_PROBLEM DESCRIPTION_:
Locate each line in the rows below that contains the word "banner", and copy those lines. Case counts, so a match must have the same capitalization.

_STORED RECORDS_:
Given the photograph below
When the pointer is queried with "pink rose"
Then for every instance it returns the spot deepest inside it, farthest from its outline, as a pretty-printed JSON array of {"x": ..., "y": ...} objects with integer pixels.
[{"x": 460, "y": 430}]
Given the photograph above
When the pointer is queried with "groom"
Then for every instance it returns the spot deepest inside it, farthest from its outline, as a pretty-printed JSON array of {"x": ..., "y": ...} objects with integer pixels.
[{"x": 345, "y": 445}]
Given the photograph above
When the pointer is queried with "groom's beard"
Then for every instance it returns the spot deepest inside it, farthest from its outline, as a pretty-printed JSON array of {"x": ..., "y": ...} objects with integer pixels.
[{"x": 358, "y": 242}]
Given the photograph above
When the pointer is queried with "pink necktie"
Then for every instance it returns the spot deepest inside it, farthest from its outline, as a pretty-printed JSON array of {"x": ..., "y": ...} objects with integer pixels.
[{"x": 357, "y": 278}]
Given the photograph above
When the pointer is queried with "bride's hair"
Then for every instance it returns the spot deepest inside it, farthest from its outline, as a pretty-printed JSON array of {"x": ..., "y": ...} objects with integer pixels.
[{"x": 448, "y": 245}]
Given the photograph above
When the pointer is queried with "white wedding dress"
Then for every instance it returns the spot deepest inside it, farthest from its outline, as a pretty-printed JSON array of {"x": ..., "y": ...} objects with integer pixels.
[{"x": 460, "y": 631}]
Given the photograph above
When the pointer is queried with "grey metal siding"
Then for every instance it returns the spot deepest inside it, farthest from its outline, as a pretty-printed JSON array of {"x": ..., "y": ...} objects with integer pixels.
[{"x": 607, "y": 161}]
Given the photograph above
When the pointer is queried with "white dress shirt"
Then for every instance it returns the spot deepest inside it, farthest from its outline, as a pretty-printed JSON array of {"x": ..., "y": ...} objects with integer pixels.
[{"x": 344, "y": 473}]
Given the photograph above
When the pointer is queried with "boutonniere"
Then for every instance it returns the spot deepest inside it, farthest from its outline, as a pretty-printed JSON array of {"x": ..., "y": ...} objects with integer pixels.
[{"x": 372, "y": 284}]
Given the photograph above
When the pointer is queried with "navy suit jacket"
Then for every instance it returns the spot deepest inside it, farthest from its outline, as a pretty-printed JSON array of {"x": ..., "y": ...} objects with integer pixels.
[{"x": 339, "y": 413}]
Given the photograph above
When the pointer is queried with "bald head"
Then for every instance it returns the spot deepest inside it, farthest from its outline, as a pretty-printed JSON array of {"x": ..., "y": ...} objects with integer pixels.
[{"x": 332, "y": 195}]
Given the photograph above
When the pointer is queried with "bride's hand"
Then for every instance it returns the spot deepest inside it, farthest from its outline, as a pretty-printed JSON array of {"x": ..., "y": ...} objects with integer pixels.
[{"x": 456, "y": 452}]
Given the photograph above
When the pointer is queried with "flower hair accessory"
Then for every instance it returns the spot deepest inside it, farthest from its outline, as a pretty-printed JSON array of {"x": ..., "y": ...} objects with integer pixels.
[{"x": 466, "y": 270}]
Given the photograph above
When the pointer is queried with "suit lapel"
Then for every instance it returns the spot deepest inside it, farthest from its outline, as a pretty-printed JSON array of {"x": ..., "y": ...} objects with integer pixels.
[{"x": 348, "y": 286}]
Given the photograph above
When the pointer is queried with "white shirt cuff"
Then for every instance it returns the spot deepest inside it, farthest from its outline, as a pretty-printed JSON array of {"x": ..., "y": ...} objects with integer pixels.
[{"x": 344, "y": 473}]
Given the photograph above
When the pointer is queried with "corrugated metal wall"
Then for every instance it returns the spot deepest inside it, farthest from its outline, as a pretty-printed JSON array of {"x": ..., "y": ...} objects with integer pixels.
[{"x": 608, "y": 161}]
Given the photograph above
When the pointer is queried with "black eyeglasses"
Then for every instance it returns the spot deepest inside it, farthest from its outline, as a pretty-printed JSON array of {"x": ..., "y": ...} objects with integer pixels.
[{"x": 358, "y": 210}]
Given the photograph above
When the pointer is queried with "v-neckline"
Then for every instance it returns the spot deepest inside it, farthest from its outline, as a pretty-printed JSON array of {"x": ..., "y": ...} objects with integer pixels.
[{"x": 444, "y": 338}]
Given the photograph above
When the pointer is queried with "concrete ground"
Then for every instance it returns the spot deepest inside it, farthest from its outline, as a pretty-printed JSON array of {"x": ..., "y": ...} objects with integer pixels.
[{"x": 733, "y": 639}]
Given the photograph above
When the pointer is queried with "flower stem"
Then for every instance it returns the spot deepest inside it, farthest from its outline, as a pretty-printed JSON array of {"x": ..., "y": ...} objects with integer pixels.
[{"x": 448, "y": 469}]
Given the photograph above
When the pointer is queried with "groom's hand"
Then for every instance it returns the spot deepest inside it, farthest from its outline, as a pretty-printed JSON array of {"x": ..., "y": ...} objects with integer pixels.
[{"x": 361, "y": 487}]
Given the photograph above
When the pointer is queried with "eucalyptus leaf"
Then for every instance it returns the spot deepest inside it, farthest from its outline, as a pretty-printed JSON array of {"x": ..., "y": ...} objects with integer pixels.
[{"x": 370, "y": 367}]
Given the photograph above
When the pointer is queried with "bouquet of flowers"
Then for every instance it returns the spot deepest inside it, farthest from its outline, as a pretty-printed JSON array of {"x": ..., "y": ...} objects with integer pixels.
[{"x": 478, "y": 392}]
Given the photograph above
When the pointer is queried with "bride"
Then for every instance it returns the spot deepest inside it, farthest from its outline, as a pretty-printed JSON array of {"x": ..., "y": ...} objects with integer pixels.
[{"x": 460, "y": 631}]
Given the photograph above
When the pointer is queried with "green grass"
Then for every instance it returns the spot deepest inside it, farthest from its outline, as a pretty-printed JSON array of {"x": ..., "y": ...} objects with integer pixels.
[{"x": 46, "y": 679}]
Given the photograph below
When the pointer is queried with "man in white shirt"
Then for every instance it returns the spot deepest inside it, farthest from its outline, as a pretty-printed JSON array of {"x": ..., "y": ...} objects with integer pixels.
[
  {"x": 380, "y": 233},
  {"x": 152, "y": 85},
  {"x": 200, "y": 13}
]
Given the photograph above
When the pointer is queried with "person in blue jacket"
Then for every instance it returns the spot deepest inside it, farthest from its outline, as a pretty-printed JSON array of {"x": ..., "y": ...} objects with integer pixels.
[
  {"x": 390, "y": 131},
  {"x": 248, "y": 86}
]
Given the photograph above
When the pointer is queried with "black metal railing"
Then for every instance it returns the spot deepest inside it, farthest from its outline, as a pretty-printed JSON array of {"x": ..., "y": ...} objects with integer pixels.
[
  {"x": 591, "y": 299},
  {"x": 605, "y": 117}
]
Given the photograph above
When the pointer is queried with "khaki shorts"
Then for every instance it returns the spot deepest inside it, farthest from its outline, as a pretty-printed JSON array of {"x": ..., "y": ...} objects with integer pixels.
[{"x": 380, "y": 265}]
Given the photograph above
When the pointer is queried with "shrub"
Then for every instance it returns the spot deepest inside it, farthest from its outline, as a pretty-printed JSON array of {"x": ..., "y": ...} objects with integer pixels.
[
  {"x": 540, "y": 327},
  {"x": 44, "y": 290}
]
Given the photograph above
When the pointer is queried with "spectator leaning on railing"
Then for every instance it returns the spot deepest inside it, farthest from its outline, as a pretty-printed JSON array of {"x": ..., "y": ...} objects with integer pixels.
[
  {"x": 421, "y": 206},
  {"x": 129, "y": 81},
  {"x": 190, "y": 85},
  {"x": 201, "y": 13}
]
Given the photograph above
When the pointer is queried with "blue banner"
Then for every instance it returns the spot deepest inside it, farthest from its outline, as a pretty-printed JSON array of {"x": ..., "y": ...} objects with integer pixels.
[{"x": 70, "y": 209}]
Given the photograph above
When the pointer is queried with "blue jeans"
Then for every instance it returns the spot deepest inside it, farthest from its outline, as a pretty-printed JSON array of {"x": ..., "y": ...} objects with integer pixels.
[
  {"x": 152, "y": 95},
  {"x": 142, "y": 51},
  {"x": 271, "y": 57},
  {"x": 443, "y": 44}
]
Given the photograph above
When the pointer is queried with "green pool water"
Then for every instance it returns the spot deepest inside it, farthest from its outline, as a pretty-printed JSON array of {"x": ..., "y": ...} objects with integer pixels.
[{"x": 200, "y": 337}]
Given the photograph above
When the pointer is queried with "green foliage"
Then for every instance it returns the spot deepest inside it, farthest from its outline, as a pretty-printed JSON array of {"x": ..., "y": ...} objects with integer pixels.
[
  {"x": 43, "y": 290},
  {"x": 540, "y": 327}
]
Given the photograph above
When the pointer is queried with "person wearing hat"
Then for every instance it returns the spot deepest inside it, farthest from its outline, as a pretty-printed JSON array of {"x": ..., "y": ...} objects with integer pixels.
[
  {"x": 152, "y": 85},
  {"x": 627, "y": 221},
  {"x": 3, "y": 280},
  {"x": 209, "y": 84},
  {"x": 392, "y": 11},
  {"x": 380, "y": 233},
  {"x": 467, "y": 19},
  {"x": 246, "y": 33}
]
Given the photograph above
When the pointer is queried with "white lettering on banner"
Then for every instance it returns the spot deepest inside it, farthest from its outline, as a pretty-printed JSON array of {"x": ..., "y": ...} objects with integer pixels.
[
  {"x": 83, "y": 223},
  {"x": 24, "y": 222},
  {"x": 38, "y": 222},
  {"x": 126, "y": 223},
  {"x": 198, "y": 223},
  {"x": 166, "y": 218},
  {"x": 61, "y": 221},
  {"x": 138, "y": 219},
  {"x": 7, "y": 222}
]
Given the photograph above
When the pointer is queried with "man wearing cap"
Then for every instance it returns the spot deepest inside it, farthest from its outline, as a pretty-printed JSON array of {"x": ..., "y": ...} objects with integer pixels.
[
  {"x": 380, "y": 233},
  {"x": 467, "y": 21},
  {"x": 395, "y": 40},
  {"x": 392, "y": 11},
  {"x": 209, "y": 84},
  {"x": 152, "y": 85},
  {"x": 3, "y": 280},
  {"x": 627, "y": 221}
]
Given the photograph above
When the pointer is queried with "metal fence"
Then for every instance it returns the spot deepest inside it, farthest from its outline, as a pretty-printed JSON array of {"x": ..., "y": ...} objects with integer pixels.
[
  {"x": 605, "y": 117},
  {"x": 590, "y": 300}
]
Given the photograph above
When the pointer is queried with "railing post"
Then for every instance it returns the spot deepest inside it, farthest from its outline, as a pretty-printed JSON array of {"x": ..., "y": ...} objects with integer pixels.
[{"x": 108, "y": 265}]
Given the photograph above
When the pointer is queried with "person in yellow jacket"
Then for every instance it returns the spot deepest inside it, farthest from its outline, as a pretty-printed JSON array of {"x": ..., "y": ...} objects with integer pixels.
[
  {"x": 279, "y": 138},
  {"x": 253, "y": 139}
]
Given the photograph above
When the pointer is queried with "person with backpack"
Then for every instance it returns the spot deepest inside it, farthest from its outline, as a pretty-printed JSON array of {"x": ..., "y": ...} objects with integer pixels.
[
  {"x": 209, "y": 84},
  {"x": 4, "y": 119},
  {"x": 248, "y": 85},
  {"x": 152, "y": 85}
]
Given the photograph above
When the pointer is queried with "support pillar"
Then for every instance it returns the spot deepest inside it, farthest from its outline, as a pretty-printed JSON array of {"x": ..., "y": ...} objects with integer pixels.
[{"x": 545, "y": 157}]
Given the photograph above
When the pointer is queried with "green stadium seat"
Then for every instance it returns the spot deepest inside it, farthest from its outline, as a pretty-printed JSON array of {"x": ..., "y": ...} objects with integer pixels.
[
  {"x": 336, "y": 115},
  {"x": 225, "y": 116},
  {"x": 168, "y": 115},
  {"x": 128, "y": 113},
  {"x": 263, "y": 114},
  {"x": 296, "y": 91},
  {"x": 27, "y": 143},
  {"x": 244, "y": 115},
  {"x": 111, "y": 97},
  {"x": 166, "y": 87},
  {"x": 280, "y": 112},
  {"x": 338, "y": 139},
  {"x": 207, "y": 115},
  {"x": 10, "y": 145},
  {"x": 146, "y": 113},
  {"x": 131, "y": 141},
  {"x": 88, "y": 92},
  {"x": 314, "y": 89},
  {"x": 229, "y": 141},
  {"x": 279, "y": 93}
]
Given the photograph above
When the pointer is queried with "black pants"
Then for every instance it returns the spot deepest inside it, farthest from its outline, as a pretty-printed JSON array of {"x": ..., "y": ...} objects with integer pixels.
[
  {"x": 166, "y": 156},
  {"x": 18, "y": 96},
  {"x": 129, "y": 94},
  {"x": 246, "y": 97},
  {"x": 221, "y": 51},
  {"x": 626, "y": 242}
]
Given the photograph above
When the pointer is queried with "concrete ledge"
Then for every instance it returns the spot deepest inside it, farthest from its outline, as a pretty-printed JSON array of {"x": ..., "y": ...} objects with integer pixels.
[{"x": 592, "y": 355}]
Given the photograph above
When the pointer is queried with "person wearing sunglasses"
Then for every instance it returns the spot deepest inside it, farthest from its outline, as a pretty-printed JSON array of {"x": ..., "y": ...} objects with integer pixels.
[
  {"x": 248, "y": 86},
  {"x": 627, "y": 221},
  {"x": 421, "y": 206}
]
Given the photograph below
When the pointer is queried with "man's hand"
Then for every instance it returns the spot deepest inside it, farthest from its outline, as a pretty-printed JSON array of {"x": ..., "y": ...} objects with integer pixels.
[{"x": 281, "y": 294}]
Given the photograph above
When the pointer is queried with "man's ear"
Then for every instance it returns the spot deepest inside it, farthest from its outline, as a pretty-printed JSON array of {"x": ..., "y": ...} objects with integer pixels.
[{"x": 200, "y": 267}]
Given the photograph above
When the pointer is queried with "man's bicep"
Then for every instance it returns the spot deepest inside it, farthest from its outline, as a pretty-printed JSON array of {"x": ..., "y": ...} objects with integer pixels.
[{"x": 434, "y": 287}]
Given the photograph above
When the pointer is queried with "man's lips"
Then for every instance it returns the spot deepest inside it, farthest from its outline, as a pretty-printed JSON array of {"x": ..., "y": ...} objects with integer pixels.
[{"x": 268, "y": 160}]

_WORKED ANSWER_:
When the pointer is queried with "blue banner"
When the pointer is queried with "white lettering on banner"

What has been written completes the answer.